_EXERCISE TEXT_
The American Medical Association has long understood that addiction is a brain-driven, bio-psycho-social illness. As a result, recovery is like a three-legged stool, with spiritual, biochemical, and psycho-social aspects. A key aspect of recovery is learning how to keep the brain and body healthy and in balance using nutritional support.
Fortunately, 50 years of research supports an alternative approach to addressing the chemical imbalances underlying addictive behavior. By learning to feed their brains and bodies the simple nutrients required for optimal and balanced functioning, many recovering people are empowered to create a stable and enduring recovery and a vibrant life.
Imagine a three-legged stool. If this stool has only one functioning leg, it will fall over immediately; if it has two legs, the person attempting to sit on it may stay upright for a short while, but only by staying focused on maintaining strict balance. Once distracted, they fall right over. However, bringing in the third leg of the stool allows a person to easily find balance, and move on with life.
The three legs of the recovery stool are the spiritual, biochemical, and psycho-social aspects of recovery. Treatment programs that bring in the biochemical “third leg of the stool” have been shown to have a much lower relapse rate than programs that don’t.
Traditional treatment programs including Alcoholics Anonymous have done a great job developing effective approaches to the psychological, social and spiritual aspects of addiction. For the most part, however, these programs do not teach their clients the skills necessary to address or manage the biochemical and brain imbalances that drive addiction. Thus, relapse rates in traditional programs are chronically high.

_INFORMATION GIVEN_
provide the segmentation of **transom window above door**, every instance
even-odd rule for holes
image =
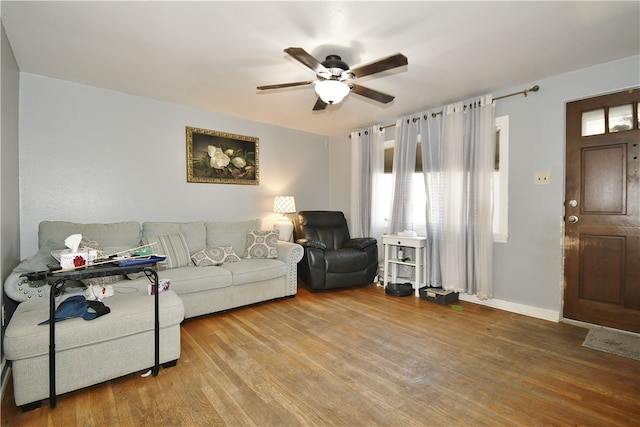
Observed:
[[[623,104],[582,112],[582,136],[624,132],[640,127],[640,103]],[[635,118],[635,119],[634,119]]]

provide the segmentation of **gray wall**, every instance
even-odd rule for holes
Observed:
[[[562,313],[565,104],[640,85],[634,56],[494,93],[540,85],[527,98],[496,101],[496,116],[509,116],[509,240],[494,244],[494,297]],[[425,109],[437,107],[427,106]],[[394,119],[394,118],[390,118]],[[350,140],[332,138],[331,200],[349,211]],[[535,172],[551,172],[551,184],[533,184]]]
[[[13,306],[5,303],[2,291],[4,279],[9,275],[13,267],[18,263],[20,256],[20,211],[18,194],[18,85],[19,72],[16,60],[4,26],[0,25],[0,305],[7,315],[13,311]],[[2,325],[4,338],[5,325]],[[2,344],[2,384],[5,383],[5,360]]]
[[[186,181],[185,127],[259,138],[260,185]],[[244,220],[271,228],[273,196],[329,203],[329,139],[91,86],[21,74],[22,255],[42,220]]]

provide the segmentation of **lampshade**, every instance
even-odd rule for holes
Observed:
[[[316,93],[327,104],[337,104],[349,93],[349,85],[339,80],[322,80],[316,83]]]
[[[276,196],[273,199],[273,211],[286,214],[296,212],[296,199],[293,196]]]

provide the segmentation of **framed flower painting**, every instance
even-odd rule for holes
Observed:
[[[187,182],[259,185],[259,141],[187,126]]]

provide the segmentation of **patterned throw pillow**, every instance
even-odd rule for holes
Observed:
[[[170,234],[166,236],[147,236],[142,243],[151,246],[154,254],[167,257],[164,264],[166,268],[186,267],[191,264],[191,254],[187,241],[182,234]]]
[[[217,248],[205,248],[191,255],[191,261],[196,267],[208,267],[210,265],[222,265],[225,262],[238,262],[240,257],[236,255],[231,246]]]
[[[245,258],[278,258],[280,230],[251,230],[247,233]]]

_ACTIVITIES_
• A. Name the three legs of the recovery stool described in the text on nutrition and addiction recovery.
• B. Continue the text on nutrition and addiction recovery, starting after its last paragraph.
The records have nothing to do with what follows.

_RESULTS BY TASK_
• A. Spiritual, biochemical, and psycho-social.

• B.
Even when people do manage to stay sober, they are often plagued by ongoing depression, anxiety, irritability and insomnia. This leads them to seek relief by going to psychiatrists whose toolboxes are generally limited to the use of psychotropic medications, thus rendering patients dependent upon them for lifetime prescriptions.
Many addicts and alcoholics go into treatment to get off mood altering substances, only to leave treatment on more drugs than they entered with. Furthermore, many of these drugs are toxic, have serious side effects, or stop working effectively after a while. Just as importantly, these drugs do not address the root causes of brain imbalance.
This biochemical or “bio” approach is based on two premises: 1) keeping blood sugar very stable throughout the day and 2) quickly replenishing the malnourished addicted brain with the nutrients necessary for its optimal functioning.
Blood sugar can be kept stable by never, ever missing a meal; avoiding simple sugars and starches; and eating protein every three to four hours.
Nutrients that are needed to replenish the addicted brain are ideally found in a well-rounded, whole food, “pro-recovery” diet. They include amino acids, vitamins, minerals, and healthy fats.
By the middle and late stages of addiction, however, most addicts and alcoholics are profoundly nutrient-deprived and have developed serious digestive issues. Therefore, we have found that using supplements which contain these crucial nutrients often effectively “jump-starts” the repair process and leads to dramatic decrease of withdrawal symptoms and cravings, quickly improving mood and sleep. These supplements can be found at any local vitamin store and can be taken as needed without a prescription.
Treatment programs that include a “bio” approach have identified underlying physiological disorders that many people self-medicate by using mood-altering chemicals and behaviors. These disorders include hypo- or hyper-thyroidism, adrenal dysfunction, food intolerances, and genetic polymorphisms such as issues with the MTHFR gene or Reward Deficiency Syndrome. These disorders can be easily identified and treated, again leading to a more serene recovery.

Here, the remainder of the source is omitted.